══ LISTED RECORDS

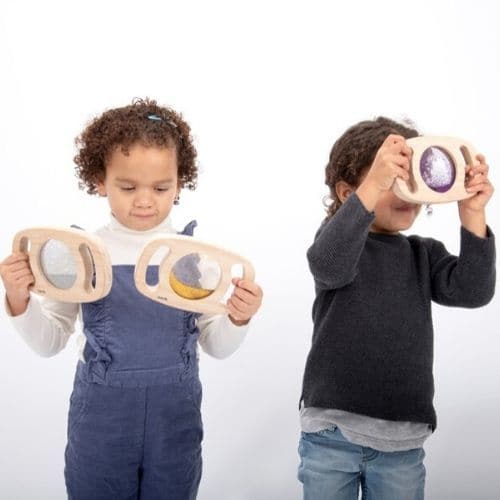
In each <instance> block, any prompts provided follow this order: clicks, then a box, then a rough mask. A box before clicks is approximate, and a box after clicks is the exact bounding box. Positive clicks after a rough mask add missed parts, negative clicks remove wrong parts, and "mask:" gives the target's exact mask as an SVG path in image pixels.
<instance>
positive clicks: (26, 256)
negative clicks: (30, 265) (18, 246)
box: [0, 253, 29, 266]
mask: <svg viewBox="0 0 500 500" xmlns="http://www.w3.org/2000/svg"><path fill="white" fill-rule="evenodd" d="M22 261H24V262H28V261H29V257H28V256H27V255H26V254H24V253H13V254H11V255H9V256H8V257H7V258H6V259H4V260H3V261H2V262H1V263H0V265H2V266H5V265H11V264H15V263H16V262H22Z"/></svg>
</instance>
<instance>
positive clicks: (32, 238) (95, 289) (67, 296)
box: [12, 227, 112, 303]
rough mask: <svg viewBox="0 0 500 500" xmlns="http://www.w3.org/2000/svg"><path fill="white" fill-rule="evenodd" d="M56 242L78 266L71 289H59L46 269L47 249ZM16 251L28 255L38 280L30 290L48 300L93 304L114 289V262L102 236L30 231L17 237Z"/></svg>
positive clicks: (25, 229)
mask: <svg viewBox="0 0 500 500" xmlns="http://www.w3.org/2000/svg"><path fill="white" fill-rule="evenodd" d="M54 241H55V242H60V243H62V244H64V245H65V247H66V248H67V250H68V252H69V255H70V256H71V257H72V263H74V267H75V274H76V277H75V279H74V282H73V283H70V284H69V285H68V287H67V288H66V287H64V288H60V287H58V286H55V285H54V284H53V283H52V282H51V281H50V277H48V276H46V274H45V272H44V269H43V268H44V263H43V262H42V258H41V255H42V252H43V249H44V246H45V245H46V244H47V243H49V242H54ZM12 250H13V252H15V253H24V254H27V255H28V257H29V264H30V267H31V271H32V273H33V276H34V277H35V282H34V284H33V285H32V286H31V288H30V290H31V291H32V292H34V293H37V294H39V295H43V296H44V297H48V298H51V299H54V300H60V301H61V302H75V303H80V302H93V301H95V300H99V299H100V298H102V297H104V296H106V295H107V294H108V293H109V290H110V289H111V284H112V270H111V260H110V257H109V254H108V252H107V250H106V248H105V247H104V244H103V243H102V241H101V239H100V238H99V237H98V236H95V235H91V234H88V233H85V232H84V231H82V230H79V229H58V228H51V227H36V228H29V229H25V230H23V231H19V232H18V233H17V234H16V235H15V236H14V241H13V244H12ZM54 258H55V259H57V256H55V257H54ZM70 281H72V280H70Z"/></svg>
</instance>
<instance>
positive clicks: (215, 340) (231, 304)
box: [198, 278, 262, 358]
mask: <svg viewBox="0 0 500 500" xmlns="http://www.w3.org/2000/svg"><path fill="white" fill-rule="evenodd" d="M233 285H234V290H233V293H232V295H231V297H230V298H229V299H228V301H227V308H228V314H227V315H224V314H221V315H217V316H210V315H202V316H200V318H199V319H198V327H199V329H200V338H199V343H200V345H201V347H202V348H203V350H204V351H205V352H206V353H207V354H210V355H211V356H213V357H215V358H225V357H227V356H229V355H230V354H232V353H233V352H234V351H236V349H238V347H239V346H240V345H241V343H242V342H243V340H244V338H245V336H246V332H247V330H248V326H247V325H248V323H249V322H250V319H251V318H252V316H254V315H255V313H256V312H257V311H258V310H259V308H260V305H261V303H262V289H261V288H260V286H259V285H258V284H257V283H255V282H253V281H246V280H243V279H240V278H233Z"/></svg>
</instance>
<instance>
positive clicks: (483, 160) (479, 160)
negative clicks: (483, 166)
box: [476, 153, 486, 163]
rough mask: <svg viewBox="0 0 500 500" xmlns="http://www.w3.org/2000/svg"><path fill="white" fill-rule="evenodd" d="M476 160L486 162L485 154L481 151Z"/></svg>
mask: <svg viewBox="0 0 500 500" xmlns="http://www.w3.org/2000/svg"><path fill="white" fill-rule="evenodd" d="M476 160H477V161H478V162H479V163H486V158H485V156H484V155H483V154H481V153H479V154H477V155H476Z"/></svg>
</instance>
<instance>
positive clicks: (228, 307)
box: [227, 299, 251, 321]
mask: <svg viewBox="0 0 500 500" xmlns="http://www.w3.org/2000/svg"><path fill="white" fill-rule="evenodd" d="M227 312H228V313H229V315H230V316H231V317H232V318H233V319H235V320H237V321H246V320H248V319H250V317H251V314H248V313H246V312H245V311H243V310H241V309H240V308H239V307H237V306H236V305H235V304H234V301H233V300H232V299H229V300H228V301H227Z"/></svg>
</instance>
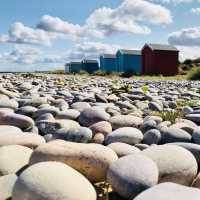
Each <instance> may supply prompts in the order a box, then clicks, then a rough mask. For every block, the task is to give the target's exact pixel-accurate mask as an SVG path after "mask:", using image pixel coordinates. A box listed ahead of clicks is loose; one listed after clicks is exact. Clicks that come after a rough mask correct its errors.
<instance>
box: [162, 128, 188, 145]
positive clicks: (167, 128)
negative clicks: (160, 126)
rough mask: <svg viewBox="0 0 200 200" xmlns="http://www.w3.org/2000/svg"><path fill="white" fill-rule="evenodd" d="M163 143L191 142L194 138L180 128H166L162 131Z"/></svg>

════

WHAT NEEDS TO BE DONE = Put the lines of the items into a numbered list, starting at the very beginning of the items and ending at the line that contains "box: [0, 253, 29, 266]", with both ends included. Leave out the pictures and any blank lines.

ANSWER BOX =
1. In each <instance> block, any prompts provided follow this order: clicks, then a box, then a rough mask. A box before clicks is approximate, and a box after clicks is the exact bounding box. Positive clicks after a rough mask add missed parts, negative clicks remove wrong parts, and "mask:" gives the target's exact mask as an SVG path in image pixels.
2. <instance>
3. positive clicks: (26, 256)
4. negative clicks: (30, 265) (18, 246)
5. box: [0, 253, 29, 266]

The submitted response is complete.